• **Provided text**

====================

The Subscriber shall provide read-only database credentials for each Project Database that it wishes to connect to the Platform. The Subscriber represents and warrants that: (a) such credentials are genuine and authorised for use with the Platform; (b) the Subscriber has the legal right to grant the Platform access to the Project Database; (c) the credentials grant only read-only (SELECT) access and do not permit data modification; and (d) the Subscriber will revoke such credentials immediately upon termination of the applicable Project or this Agreement.


6. Subscription Plans, Fees, and Payment Terms

6.1 Subscription Plans

Access to the Platform is provided pursuant to a Subscription Plan agreed between the parties in an Order Form. Subscription Plans are structured for enterprise and institutional clients and are priced based on factors including, without limitation: (a) the number of Authorised Users; (b) the aggregate Token Limit per billing period; (c) the number of Projects and connected Project Databases; (d) the storage capacity allocated to Workspaces; (e) the level of administrative and technical support provided; and (f) any custom integrations or professional services.

6.2 Fees and Invoicing

Fees shall be as specified in the applicable Order Form. Unless otherwise agreed in an Order Form: (a) subscription fees are payable in advance on a monthly or annual basis as specified; (b) usage-based fees and overage charges are calculated and invoiced in arrears following the close of each billing period; (c) Basic Insight shall issue invoices to the billing contact designated by the Subscriber; (d) all amounts are expressed and payable in the currency specified in the Order Form (which may be Malaysian Ringgit, United States Dollars, Singapore Dollars, or such other currency as agreed); and (e) all amounts are exclusive of applicable taxes.

6.3 Payment Terms

Invoices are due and payable within thirty (30) days of the invoice date unless a different payment period is specified in the Order Form. Payment shall be made by bank transfer, credit card, or such other payment method as Basic Insight may specify from time to time. The Subscriber shall bear all bank charges, currency conversion costs, and other transaction costs associated with remitting payment.

6.4 Late Payment

Without prejudice to any other right or remedy, if any amount due hereunder remains unpaid following the expiry of the payment period: (a) Basic Insight may charge interest on the overdue amount at the rate of one and a half percent (1.5%) per month, or the maximum rate permitted by applicable law if lower, compounded monthly from the due date until the date of actual payment; (b) Basic Insight may, upon not less than seven (7) days’ written notice, suspend the Subscriber’s access to the Platform until all outstanding amounts (including accrued interest) have been paid in full; and (c) Basic Insight may engage debt-collection agencies or initiate legal proceedings to recover the outstanding amounts, and the Subscriber shall indemnify Basic Insight for all reasonable costs of recovery including legal fees on a solicitor-client basis.

6.5 Taxes

The Subscriber is responsible for all taxes, levies, or duties imposed by any governmental authority on or in connection with the Fees, including any sales tax, service tax, goods and services tax (GST), value-added tax (VAT), withholding tax, or digital services tax applicable in the Subscriber’s jurisdiction. If Basic Insight is required by law to collect any such tax, it shall add the applicable amount to the invoice. Where the Subscriber is required by applicable law to withhold tax from any payment to Basic Insight, the Subscriber shall gross up the payment such that Basic Insight receives the full contracted amount after withholding. The Subscriber shall promptly provide Basic Insight with withholding tax certificates or other documentation evidencing any taxes withheld.

====================

• **Job 1**
Edit the agreement excerpt, starting with "6.2 Fees and" and going on through "of applicable taxes.", and give that stretch again with "billing contact" changed to "accounts contact".
• **Job 2**
Please write out, character for character, the lines of the records starting with the line with "target: kayaker kneeling in canoe" and going on through the end of the records, including both ends and nothing else.

====================

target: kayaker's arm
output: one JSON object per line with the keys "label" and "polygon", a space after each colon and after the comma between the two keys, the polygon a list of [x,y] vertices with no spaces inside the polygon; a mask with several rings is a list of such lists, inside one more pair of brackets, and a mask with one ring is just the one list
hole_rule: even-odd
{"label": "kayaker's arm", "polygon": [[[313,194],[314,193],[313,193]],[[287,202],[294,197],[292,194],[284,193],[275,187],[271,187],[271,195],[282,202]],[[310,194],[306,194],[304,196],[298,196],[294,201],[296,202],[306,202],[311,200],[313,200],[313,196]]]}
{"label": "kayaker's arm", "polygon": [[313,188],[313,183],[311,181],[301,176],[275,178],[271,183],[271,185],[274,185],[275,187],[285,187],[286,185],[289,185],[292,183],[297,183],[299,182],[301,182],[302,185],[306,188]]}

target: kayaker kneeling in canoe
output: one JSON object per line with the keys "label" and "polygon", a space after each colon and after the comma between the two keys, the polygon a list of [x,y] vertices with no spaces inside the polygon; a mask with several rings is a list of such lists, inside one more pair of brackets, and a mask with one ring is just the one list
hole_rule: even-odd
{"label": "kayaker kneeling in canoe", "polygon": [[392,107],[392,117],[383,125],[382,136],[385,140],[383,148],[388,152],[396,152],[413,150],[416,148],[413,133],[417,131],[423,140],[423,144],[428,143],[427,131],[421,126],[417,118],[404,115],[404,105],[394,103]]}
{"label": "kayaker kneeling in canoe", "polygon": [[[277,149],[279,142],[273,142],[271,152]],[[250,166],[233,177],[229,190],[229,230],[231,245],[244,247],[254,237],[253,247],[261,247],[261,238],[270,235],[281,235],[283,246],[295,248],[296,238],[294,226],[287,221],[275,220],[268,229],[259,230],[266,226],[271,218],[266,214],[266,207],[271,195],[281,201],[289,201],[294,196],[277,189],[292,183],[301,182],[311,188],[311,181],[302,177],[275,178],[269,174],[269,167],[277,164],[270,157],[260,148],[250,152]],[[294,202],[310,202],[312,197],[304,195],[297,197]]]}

====================

• **Exercise answer 1**
6.2 Fees and Invoicing

Fees shall be as specified in the applicable Order Form. Unless otherwise agreed in an Order Form: (a) subscription fees are payable in advance on a monthly or annual basis as specified; (b) usage-based fees and overage charges are calculated and invoiced in arrears following the close of each billing period; (c) Basic Insight shall issue invoices to the accounts contact designated by the Subscriber; (d) all amounts are expressed and payable in the currency specified in the Order Form (which may be Malaysian Ringgit, United States Dollars, Singapore Dollars, or such other currency as agreed); and (e) all amounts are exclusive of applicable taxes.

• **Exercise answer 2**
target: kayaker kneeling in canoe
output: one JSON object per line with the keys "label" and "polygon", a space after each colon and after the comma between the two keys, the polygon a list of [x,y] vertices with no spaces inside the polygon; a mask with several rings is a list of such lists, inside one more pair of brackets, and a mask with one ring is just the one list
hole_rule: even-odd
{"label": "kayaker kneeling in canoe", "polygon": [[392,107],[392,117],[383,125],[382,136],[385,140],[383,148],[388,152],[396,152],[413,150],[416,148],[413,133],[417,131],[423,140],[423,144],[428,143],[427,131],[421,126],[417,118],[404,115],[404,105],[394,103]]}
{"label": "kayaker kneeling in canoe", "polygon": [[[277,149],[279,142],[273,142],[271,152]],[[250,166],[233,177],[229,190],[229,230],[231,245],[244,247],[254,237],[253,247],[261,247],[261,238],[270,235],[281,235],[283,246],[295,248],[296,238],[294,226],[287,221],[275,220],[268,229],[259,230],[266,226],[271,218],[266,214],[266,207],[271,195],[281,201],[289,201],[294,196],[277,189],[292,183],[301,182],[311,188],[311,181],[302,177],[275,178],[269,174],[269,167],[277,164],[270,157],[260,148],[250,152]],[[294,202],[310,202],[312,197],[304,195],[297,197]]]}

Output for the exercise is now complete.